◆ **Aim**: List every line in the records below that contains the word "screen".

[Lines of data]
'''
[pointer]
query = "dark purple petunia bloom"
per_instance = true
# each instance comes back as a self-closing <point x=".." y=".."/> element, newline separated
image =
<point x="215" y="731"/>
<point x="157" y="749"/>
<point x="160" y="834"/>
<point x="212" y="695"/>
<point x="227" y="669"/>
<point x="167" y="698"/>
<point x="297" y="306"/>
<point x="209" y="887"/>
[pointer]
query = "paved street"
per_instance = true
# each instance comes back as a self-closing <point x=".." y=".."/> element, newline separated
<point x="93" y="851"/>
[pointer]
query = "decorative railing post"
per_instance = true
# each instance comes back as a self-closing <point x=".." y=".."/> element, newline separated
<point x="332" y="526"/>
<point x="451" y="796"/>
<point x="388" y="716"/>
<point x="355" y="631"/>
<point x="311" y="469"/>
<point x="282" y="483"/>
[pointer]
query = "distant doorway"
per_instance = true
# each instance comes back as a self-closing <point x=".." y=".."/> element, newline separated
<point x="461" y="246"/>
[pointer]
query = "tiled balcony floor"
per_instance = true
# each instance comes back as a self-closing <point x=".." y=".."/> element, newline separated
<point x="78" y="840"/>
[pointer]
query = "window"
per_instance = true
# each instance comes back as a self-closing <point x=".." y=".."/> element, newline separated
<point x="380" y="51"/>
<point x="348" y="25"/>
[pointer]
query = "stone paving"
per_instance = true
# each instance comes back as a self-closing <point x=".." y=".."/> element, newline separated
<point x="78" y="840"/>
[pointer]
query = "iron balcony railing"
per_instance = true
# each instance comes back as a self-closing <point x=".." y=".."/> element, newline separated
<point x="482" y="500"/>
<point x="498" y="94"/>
'''
'''
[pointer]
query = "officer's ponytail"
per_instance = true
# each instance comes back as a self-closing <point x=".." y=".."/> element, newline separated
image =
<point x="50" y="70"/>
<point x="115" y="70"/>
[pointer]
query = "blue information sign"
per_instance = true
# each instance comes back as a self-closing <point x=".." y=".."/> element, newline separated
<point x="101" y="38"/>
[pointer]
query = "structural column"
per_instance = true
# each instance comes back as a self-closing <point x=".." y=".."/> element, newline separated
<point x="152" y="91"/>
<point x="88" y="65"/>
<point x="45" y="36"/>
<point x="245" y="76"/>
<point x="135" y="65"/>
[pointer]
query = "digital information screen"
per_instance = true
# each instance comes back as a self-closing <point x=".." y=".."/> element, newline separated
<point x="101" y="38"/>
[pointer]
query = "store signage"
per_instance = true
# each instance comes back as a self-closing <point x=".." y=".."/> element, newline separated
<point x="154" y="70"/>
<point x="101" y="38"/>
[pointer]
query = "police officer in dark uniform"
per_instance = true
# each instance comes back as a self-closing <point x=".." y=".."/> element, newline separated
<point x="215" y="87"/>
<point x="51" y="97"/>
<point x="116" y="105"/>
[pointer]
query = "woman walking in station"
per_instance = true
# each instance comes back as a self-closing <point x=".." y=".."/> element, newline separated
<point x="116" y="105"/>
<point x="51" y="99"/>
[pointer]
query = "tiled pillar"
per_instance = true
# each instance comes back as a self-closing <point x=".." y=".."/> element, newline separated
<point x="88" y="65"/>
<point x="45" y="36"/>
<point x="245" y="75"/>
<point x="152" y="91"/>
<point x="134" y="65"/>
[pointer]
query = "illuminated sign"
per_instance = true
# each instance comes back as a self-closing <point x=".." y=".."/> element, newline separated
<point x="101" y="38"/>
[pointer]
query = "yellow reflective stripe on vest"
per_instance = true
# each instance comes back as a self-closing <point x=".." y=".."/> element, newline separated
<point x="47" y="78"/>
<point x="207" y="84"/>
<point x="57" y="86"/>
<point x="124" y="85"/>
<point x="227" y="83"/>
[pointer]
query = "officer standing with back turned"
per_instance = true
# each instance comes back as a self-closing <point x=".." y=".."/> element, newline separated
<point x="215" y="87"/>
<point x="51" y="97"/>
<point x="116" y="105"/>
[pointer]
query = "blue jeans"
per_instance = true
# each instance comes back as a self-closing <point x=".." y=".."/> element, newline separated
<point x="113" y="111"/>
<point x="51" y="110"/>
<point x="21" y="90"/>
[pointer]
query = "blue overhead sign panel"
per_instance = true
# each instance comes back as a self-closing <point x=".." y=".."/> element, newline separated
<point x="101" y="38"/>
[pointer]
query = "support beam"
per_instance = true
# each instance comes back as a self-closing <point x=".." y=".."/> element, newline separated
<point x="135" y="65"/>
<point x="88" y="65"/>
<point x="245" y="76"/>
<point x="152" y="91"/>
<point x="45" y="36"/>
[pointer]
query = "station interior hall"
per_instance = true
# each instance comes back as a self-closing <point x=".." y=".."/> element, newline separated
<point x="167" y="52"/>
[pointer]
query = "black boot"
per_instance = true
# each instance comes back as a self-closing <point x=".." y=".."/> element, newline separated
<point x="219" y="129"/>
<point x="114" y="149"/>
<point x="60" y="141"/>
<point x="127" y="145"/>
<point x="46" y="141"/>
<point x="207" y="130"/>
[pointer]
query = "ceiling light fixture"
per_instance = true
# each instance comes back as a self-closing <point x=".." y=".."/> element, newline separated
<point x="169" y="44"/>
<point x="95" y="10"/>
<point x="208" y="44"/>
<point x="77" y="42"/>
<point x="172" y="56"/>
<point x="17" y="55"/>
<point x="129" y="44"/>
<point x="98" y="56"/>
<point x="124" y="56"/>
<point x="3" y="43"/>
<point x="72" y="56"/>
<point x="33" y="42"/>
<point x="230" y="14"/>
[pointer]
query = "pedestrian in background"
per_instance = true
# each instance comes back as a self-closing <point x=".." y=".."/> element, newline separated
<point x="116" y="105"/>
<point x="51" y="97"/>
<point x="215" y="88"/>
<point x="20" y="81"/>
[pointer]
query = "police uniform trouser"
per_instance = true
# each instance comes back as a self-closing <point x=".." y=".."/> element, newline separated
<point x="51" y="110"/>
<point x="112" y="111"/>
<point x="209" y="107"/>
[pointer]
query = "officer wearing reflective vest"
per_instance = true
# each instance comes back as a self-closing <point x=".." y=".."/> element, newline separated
'''
'''
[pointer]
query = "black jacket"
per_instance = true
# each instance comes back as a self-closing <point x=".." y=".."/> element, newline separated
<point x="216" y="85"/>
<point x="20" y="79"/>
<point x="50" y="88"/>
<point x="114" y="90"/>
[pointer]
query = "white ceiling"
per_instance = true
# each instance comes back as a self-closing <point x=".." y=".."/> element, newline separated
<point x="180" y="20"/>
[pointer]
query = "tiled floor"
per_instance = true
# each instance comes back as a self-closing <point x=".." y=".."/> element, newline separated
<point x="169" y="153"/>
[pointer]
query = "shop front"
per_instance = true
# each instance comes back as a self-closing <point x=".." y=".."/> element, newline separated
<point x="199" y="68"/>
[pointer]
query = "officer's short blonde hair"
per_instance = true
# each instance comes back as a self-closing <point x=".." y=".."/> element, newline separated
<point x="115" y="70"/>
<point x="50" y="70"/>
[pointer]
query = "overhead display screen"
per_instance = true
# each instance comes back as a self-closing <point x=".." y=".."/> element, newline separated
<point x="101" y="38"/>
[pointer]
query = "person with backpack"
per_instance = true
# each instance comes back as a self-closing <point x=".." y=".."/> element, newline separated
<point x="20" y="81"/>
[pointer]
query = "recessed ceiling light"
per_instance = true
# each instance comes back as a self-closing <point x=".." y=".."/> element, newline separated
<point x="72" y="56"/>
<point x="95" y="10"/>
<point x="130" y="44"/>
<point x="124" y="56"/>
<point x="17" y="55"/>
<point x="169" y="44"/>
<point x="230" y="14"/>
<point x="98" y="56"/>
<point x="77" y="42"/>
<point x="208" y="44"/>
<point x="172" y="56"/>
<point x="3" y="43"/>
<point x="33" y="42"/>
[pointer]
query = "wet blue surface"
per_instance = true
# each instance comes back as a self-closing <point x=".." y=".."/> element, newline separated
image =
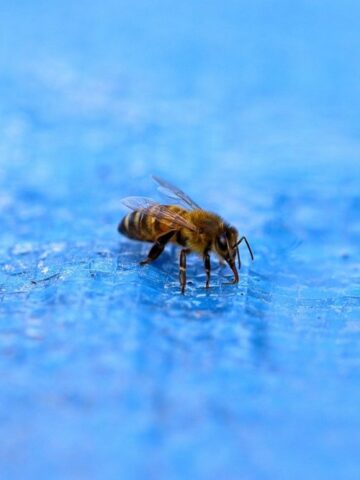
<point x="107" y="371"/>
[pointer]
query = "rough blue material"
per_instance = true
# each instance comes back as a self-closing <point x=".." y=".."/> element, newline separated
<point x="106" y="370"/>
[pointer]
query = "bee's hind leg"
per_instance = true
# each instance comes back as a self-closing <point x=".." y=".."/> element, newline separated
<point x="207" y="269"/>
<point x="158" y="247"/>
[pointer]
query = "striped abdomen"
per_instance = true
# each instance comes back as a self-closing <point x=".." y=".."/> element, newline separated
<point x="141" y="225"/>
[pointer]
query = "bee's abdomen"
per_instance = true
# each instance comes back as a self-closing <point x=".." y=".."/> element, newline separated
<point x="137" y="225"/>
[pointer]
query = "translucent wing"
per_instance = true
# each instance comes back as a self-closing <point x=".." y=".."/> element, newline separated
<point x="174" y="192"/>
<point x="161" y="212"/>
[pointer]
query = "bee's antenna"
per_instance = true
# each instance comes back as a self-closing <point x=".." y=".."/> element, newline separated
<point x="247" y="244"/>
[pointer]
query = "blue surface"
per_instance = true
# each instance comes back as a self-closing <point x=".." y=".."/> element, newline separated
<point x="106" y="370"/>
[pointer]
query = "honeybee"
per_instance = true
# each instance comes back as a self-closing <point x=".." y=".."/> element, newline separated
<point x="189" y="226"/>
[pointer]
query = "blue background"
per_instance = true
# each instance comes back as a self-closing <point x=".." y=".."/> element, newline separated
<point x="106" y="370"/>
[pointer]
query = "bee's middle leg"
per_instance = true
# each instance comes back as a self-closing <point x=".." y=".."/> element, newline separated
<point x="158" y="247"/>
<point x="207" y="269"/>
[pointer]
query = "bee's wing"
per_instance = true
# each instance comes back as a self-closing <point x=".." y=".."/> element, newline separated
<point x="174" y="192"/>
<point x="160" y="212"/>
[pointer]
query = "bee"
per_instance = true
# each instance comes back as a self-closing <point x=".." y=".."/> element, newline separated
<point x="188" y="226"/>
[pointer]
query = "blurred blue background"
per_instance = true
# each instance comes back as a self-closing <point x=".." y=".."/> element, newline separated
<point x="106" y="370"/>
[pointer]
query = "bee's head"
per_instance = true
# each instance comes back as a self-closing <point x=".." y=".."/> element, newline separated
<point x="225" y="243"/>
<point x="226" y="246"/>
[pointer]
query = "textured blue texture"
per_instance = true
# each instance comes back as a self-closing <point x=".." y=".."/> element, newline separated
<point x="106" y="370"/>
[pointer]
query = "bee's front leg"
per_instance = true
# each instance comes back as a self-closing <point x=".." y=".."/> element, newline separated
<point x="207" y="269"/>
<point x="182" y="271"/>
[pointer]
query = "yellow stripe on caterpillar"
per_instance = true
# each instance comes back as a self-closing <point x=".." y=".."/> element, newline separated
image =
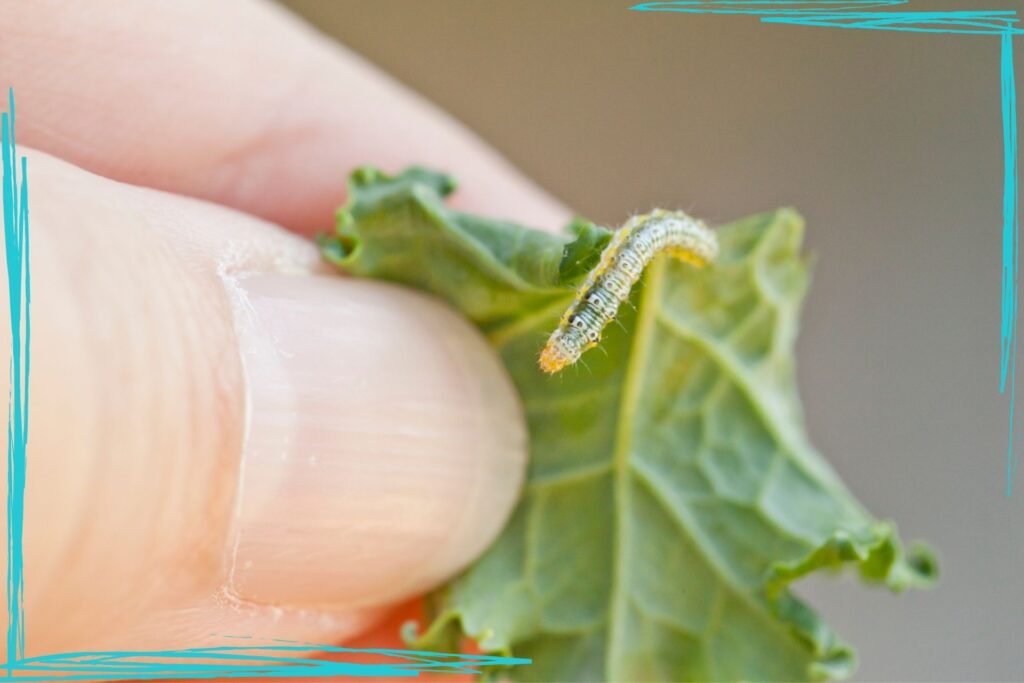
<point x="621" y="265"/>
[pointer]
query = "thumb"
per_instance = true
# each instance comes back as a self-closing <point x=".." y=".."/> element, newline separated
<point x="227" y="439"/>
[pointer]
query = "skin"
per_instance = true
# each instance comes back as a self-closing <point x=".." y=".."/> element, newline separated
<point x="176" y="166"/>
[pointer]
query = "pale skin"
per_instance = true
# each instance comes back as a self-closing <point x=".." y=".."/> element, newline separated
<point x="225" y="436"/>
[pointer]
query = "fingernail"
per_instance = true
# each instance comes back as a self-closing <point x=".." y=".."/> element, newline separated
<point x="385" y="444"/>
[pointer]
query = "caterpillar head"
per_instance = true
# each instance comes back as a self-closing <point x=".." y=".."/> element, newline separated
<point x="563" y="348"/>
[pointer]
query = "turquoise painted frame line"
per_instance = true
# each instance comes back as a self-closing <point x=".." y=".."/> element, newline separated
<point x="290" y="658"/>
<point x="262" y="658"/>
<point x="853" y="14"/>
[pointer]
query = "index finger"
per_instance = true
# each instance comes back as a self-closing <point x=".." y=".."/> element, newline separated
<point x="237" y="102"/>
'''
◆ **Result below**:
query = "digital information screen"
query = "overhead display screen"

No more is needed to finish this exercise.